------ Data provided

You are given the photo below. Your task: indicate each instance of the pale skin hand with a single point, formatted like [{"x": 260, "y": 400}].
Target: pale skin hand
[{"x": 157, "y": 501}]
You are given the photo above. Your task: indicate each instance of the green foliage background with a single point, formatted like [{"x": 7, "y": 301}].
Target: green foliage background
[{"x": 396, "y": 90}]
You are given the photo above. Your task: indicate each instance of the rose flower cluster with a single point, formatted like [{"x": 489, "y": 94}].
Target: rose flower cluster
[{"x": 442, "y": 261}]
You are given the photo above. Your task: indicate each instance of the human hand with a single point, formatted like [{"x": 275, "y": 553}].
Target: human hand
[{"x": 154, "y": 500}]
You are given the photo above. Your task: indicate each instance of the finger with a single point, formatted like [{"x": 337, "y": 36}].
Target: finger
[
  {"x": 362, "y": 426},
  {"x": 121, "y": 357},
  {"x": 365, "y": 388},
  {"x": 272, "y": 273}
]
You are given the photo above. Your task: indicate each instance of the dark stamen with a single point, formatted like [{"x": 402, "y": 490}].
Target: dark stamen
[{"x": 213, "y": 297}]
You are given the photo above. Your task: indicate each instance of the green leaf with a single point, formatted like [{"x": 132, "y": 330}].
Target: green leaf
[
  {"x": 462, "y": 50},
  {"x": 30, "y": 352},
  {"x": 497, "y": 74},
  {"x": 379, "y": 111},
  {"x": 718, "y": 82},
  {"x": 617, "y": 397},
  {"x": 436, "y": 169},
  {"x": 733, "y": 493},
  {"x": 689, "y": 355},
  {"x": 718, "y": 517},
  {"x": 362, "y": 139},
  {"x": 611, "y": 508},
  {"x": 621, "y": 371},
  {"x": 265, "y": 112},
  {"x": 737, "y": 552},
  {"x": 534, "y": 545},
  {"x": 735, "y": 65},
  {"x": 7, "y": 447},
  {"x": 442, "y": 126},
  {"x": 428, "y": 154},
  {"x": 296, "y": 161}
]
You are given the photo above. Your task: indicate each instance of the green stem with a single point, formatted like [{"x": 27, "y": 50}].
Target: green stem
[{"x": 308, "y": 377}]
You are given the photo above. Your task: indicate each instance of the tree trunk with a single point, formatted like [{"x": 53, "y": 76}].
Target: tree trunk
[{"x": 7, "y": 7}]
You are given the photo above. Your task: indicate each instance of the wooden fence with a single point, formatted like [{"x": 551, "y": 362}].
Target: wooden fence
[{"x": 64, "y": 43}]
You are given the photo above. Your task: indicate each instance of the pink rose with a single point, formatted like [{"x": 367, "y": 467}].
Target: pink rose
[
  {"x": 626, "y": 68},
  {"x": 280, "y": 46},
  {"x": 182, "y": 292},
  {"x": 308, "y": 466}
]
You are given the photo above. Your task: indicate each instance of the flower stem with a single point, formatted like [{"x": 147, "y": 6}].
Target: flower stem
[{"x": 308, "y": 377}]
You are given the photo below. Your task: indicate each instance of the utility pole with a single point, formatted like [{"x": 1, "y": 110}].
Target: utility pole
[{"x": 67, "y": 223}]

------------

## Exercise
Would you copy the entire listing exactly, missing nothing?

## Result of this exercise
You are given the photo below. Your task: indicate each instance of the pale skin hand with a single point, formatted like [{"x": 260, "y": 400}].
Target: pale skin hand
[{"x": 157, "y": 501}]
You are given the photo above. Your task: indicate each instance of the green foliage background with a single point, formatted like [{"x": 7, "y": 301}].
Target: green foliage background
[{"x": 396, "y": 90}]
You are given the photo above. Your task: indicate each instance of the rose flower cluster with a single point, formatted like [{"x": 489, "y": 94}].
Target: rose flower cluster
[{"x": 442, "y": 261}]
You are given the photo above. Your task: indicate each instance of the human hand with a single point, formatted like [{"x": 275, "y": 553}].
Target: human hand
[{"x": 154, "y": 500}]
You are given the photo above. Your task: indicate each instance of the finger with a single point, formatted like [{"x": 337, "y": 36}].
Target: finger
[
  {"x": 362, "y": 426},
  {"x": 121, "y": 357},
  {"x": 365, "y": 388},
  {"x": 272, "y": 273}
]
You are given the photo above. Your task: indicate each instance of the dark stamen with a single point, formatted like [{"x": 402, "y": 490}].
Target: dark stamen
[{"x": 213, "y": 297}]
You are given the photo above. Your task: indicate each instance of the green leaf with a single point, formatted like [{"x": 132, "y": 330}].
Target: green leaf
[
  {"x": 462, "y": 50},
  {"x": 30, "y": 352},
  {"x": 497, "y": 74},
  {"x": 379, "y": 111},
  {"x": 718, "y": 82},
  {"x": 617, "y": 397},
  {"x": 436, "y": 169},
  {"x": 733, "y": 493},
  {"x": 689, "y": 355},
  {"x": 718, "y": 517},
  {"x": 362, "y": 139},
  {"x": 611, "y": 508},
  {"x": 621, "y": 371},
  {"x": 265, "y": 112},
  {"x": 737, "y": 552},
  {"x": 534, "y": 545},
  {"x": 735, "y": 65},
  {"x": 7, "y": 447},
  {"x": 442, "y": 126},
  {"x": 428, "y": 154},
  {"x": 296, "y": 161}
]
You are given the photo above. Your task: indicate each instance of the green stem with a single point, formatted like [{"x": 27, "y": 50}].
Target: green stem
[{"x": 308, "y": 377}]
You are given the photo above. Your task: indicate each instance of the tree trunk with a single point, formatted like [{"x": 53, "y": 76}].
Target: tree trunk
[{"x": 7, "y": 7}]
You are given the photo above. Your task: indicate each instance of the wooden fence with a single point, formatted like [{"x": 551, "y": 362}].
Target: wooden fence
[{"x": 64, "y": 43}]
You are given the photo above. Your task: indicate each instance of the pink rose with a single point, formatted like [{"x": 367, "y": 467}].
Target: pink rose
[
  {"x": 626, "y": 68},
  {"x": 280, "y": 46},
  {"x": 182, "y": 292},
  {"x": 308, "y": 466}
]
You are given the photo above. Your task: indicate each instance of the flower stem with a single point, formatted like [{"x": 147, "y": 6}].
Target: flower stem
[{"x": 308, "y": 377}]
You are given the photo below. Your task: indicate each instance of the utility pole with a single point, formatted like [{"x": 1, "y": 110}].
Target: utility pole
[{"x": 67, "y": 223}]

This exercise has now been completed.